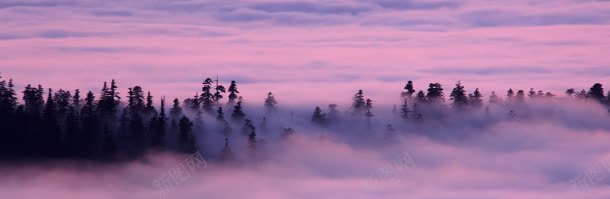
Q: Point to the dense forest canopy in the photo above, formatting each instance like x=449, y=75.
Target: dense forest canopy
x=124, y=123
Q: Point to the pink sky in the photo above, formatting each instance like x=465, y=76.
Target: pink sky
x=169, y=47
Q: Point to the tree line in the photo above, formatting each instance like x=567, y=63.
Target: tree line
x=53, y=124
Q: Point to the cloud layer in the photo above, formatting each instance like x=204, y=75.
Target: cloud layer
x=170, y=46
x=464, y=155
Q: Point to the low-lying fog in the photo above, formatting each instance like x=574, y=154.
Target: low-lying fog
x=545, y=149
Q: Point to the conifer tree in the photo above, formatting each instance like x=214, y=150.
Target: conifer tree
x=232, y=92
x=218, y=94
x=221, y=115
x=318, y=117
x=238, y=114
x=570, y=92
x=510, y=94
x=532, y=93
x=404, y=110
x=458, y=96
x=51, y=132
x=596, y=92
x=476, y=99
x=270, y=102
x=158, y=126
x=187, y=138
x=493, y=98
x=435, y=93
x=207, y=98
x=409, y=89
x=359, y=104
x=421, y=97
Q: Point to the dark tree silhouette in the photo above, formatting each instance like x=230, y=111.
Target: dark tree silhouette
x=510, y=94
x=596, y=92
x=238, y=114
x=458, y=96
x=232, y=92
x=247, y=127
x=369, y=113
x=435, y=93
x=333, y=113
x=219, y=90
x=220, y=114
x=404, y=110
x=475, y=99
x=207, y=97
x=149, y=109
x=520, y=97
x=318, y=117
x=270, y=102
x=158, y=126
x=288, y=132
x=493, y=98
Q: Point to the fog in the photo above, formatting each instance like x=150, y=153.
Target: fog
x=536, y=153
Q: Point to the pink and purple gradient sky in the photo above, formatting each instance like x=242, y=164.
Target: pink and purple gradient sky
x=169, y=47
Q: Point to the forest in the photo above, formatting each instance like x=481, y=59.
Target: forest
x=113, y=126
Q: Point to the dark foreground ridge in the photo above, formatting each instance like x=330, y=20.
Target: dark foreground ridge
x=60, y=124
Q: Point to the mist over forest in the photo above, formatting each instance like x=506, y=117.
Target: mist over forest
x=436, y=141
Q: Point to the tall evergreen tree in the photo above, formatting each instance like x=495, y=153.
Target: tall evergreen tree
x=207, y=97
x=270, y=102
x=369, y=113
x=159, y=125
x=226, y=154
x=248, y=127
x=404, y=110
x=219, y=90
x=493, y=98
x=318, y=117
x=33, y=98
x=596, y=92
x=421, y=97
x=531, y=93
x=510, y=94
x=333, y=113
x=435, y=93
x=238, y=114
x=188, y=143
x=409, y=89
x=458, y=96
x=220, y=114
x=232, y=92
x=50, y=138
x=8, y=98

+ + + + +

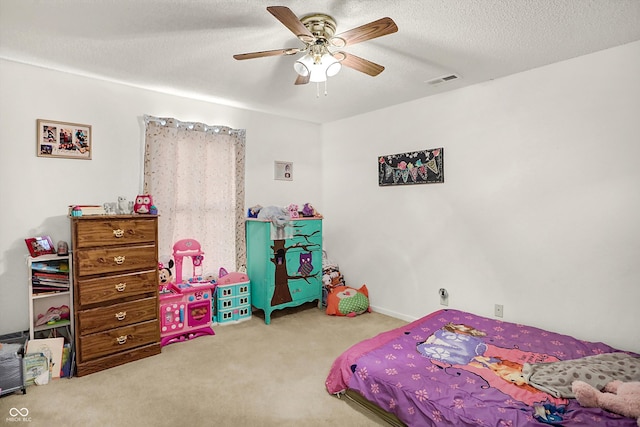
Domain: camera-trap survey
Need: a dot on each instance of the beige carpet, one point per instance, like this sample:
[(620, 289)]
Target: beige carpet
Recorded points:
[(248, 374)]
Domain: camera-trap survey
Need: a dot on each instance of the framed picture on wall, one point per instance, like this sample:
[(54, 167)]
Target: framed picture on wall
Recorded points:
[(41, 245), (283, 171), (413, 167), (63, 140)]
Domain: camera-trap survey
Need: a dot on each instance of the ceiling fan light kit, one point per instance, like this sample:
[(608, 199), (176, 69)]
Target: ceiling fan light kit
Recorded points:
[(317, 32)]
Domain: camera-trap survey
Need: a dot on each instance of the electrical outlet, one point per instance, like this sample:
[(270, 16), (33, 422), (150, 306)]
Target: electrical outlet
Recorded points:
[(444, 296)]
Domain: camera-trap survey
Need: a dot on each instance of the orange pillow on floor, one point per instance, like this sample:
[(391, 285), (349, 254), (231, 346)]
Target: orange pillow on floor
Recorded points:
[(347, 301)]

+ + + + +

• _GOAL OF THE EXERCISE_: The line above containing "Q: Point to the cloud", the line containing "Q: Point to the dark tree", and every line between them are to be transcribed exactly; no other line is wanted.

• _ANSWER TO THIS TASK_:
Q: Point to the cloud layer in the photo above, formatting each instance like x=204, y=75.
Target: cloud layer
x=170, y=46
x=464, y=155
Q: Point to the low-lying fog in the photo above, formatting each instance like x=574, y=154.
Target: low-lying fog
x=545, y=149
Q: Point to the conifer tree in the photo above, formatting each instance like x=214, y=150.
Target: conifer tree
x=232, y=92
x=218, y=94
x=221, y=115
x=318, y=117
x=238, y=114
x=570, y=92
x=510, y=94
x=532, y=93
x=404, y=110
x=458, y=96
x=51, y=132
x=596, y=92
x=476, y=99
x=270, y=102
x=158, y=126
x=187, y=138
x=493, y=98
x=435, y=93
x=207, y=98
x=409, y=89
x=359, y=104
x=421, y=97
Q: Point to the dark tree silhouette in the photo above, formatting each instance like x=230, y=111.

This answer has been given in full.